The reopening of a cold case brings sketchy characters out of the woodwork and triggers deep emotion in a retired detective.
While exploring an Icelandic glacier, a group of German tourists stumble upon the well-preserved corpse of Sigurvin, a young man who disappeared 30 years ago. Konrád, the retired detective who worked the case, gets a call from his friend Svanhildur, a pathologist at the National Hospital, urging him to take a look at the body. A large head wound confirms that the death was most likely murder. Konrád has long believed that Hjaltalín, a man who threatened Sigurvin, was responsible for his death. The suspect was never brought to justice but suffered public infamy. When Hjaltalín, now elderly and frail, is taken into custody, he requests a meeting with Konrád, professes his innocence, and pleads to be exonerated—and then, days later, he dies. Once Konrád reluctantly begins a new investigation, he notices glaring omissions in the record and gets an odd visit from a woman whose brother, killed in a suspicious car accident, may have witnessed the crime as a child. His labyrinthine probe unearths secrets that have been buried for decades. Indridason methodically builds a portrait of Iceland with a large cast of nuanced characters unsettled by past events. In dredging up the past, Konrád must also confront his complex relationship with his own abusive father, whose murder was unsolved as well.
The intricate plot poignantly depicts community crosscurrents, past and present.

RECORDS —
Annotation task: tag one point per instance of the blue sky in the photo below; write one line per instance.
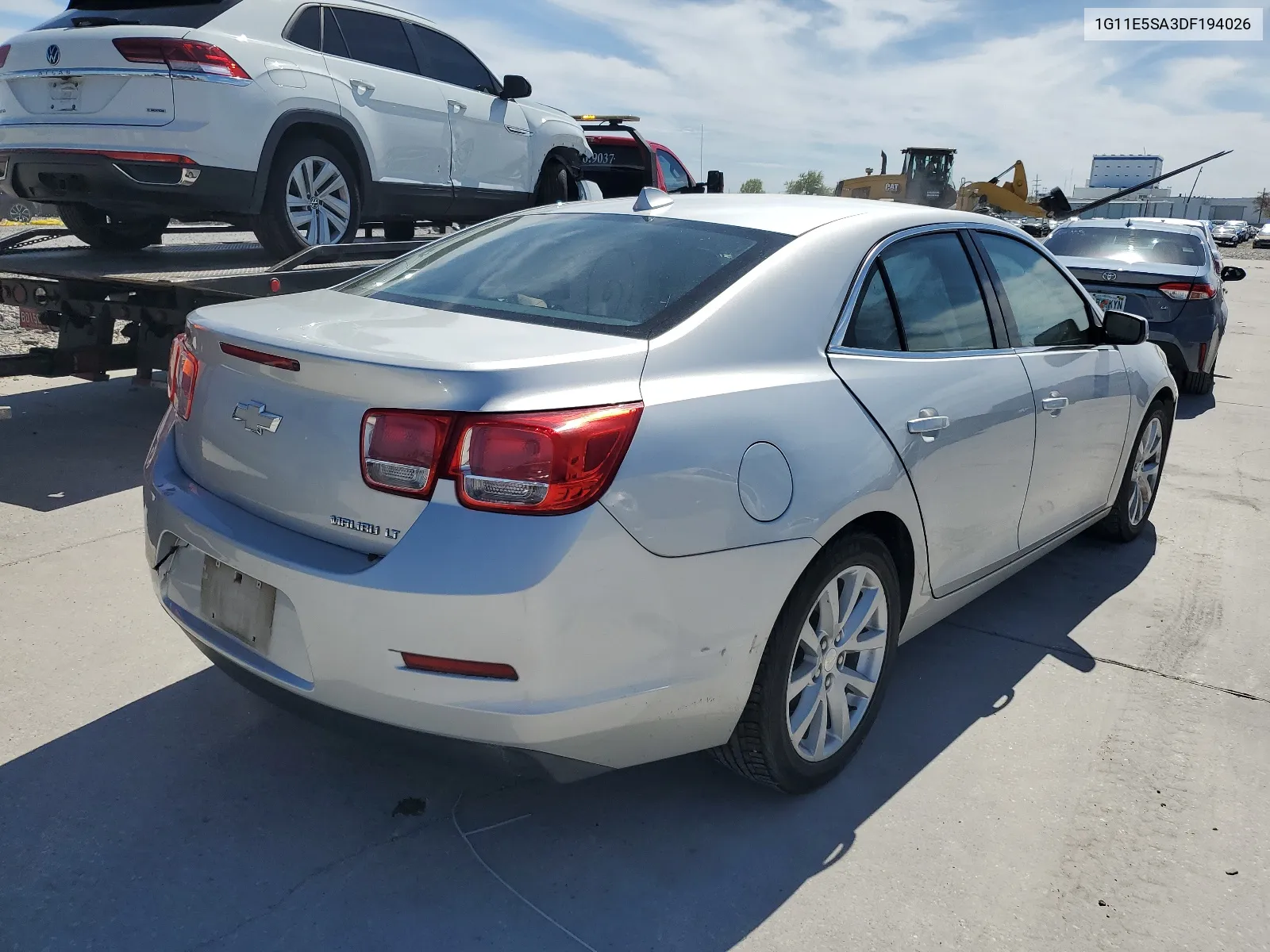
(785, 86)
* * *
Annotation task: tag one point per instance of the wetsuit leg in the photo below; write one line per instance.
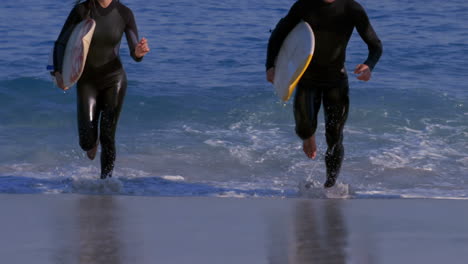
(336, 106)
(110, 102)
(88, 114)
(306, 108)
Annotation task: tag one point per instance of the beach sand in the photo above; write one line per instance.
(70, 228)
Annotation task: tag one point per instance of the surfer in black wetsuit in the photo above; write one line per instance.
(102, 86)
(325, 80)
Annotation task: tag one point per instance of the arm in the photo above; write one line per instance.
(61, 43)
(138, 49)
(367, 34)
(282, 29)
* * *
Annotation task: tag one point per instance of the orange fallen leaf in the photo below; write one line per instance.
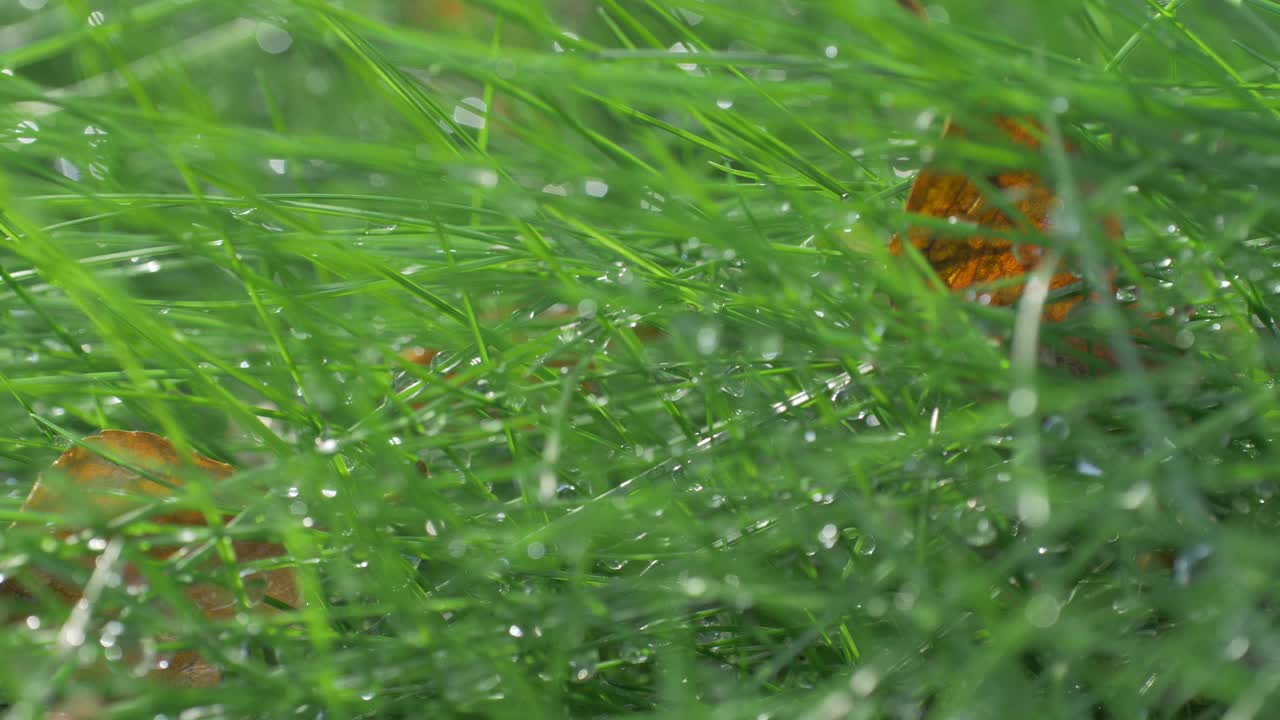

AIM OF THE TASK —
Please answer these questions using the review:
1. What does the reopening of the cold case trigger in a retired detective?
2. Who finds Sigurvin's body on the glacier?
3. What is Svanhildur's job?
The data above comes from a different source than the review.

YOUR RESPONSE —
1. Deep emotion.
2. A group of German tourists.
3. She is a pathologist at the National Hospital.